§ **Given exercise A**:
Set down the part of the court excerpt on owner liability that opens with the words containing "The evidence before" and closes with "and paying invoices.".
§ **Given exercise B**:
In the court excerpt on owner liability, what position did John McGaughnea hold at Norton?
§ **Given exercise C**:
Carry the court excerpt on owner liability forward from its final sentence.

— Start of Document segment —

The evidence before use does not establish that Norton[, the property owner,] exercised the requisite supervision and control to be subject to the provisions of Labor Law § 200 or common-law negligence. Both Carl Conklin, an engineer working for Norton at the time of the accident, and John McGaughnea, Norton's manager of industrial relations, testified that Hallamore, [the contractor who was plaintiff's employer,] was hired as a specialty contractor to move machinery and equipment and that only Hallamore instructed its employees concerning the manner in which the work should be performed. Hallamore provided its own equipment, including the subject forklift. Despite Conklin's testimony that he was at the worksite approximately twice a week, his duties were limited to the coordination of subcontractors concerning scheduling, completion of work orders and paying invoices.

 

Although the terms of the contract evidenced that Norton retained a contractual right to oversee the work of Hallamore and demand adherence to safety standards, including the right to discharge employees for noncompliance, we do not find that the retention of these general supervisory powers creates a question of fact sufficient to defeat summary judgment. Such retention "is insufficient to establish control so as to make a general contractor liable in negligence for the actions of a subcontractor" . . . when no act of negligence on the part of the general contractor has been alleged. Moreover, we note that pursuant to such contract, Hallamore was to furnish all equipment for its own work and was responsible for the implementation of all safety precautions . . .. Hence, we find that Norton's activities do not "render it actively negligent inasmuch as this sort of activity does not bespeak supervision of the kind which would render a property owner liable at common law for the injuries sustained by plaintiff at the worksite."

 Id., 615 N.Y.S.2d at 541-42 (citations omitted). Much like Tambasco, the facts identified by plaintiff here reflect that defendant merely assumed a general oversight role with respect to the repair project and did not assume the requisite degree of supervision and control necessary to give rise to liability. See also Moore v. Charles T. Willis, 250 N.Y. at 429 ("The fact that the general contractor retained some limited power of general supervision for the purpose of seeing that the work was being properly done by the subcontractor, according to the plans and specifications, did not make it liable for the independent negligent act of the subcontractor").

— End of Document segment —
— Start of Data section —

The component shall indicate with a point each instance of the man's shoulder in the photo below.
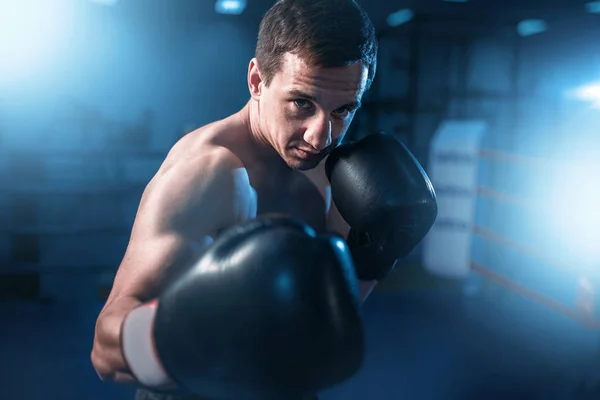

— End of Data section —

§ **Output A**:
The evidence before use does not establish that Norton[, the property owner,] exercised the requisite supervision and control to be subject to the provisions of Labor Law § 200 or common-law negligence. Both Carl Conklin, an engineer working for Norton at the time of the accident, and John McGaughnea, Norton's manager of industrial relations, testified that Hallamore, [the contractor who was plaintiff's employer,] was hired as a specialty contractor to move machinery and equipment and that only Hallamore instructed its employees concerning the manner in which the work should be performed. Hallamore provided its own equipment, including the subject forklift. Despite Conklin's testimony that he was at the worksite approximately twice a week, his duties were limited to the coordination of subcontractors concerning scheduling, completion of work orders and paying invoices.

§ **Output B**:
He was Norton's manager of industrial relations.

§ **Output C**:
 Finally, the mere fact that during a walk through inspection a Bethlehem representative indicated that plaintiff should be wearing a respirator does not provide a basis for finding defendant liable. To support this argument, plaintiff relies on a line of case law in the Fourth Department of New York's Appellate Division, including Nagel v. Metzger, 103 A.D.2d 1, 478 N.Y.S.2d 737, 479 N.Y.S.2d 161 (4th Dep't 1984), which held that a property owner may be held liable for a worker's injuries where the owner merely has actual or constructive notice of the unsafe manner in which the work is being performed. (P.Memo at p. 7.) However, when recently presented with the opportunity to adopt such a rule the New York Court of Appeals expressly refused to do so. Comes v. New York State Electric and Gas Corp., 609 N.Y.S.2d at 169. Pursuant to Comes, this Court finds that it would be improper to allow plaintiff to premise a claim against defendant solely because it may have had actual knowledge that the manner and method of OBW's repair project was potentially unsafe, i.e. requiring welders to work without better breathing equipment.

 In sum, this Court finds that plaintiff has failed to raise a triable issue of fact as to whether defendant may be held liable under Labor Law § 200(1) or the common law and, accordingly, defendant is entitled to summary judgment dismissing these claims.

 D. Plaintiff's Labor Law § 241(6) Claim

 Labor Law § 241(6) states

 

All areas in which construction, excavation or demolition work is being performed shall be so constructed, shored, equipped, guarded, arranged, operated and conducted as to provide reasonable and adequate protection and safety to the persons employed therein or lawfully frequenting such places. The commissioner may make rules to carry into effect the provisions of this subdivision, and owners and contractors and their agents for such work . . . shall comply therewith.

 This statute imposes a nondelegable duty upon owners and contractors, regardless of their control or supervision at a worksite. Adkins v. Trezins, 920 F.2d 164, 166 (2d Cir. 1990); Ross v. Curtis-Palmer Hydro-Electric Co., 601 N.Y.S.2d at 52.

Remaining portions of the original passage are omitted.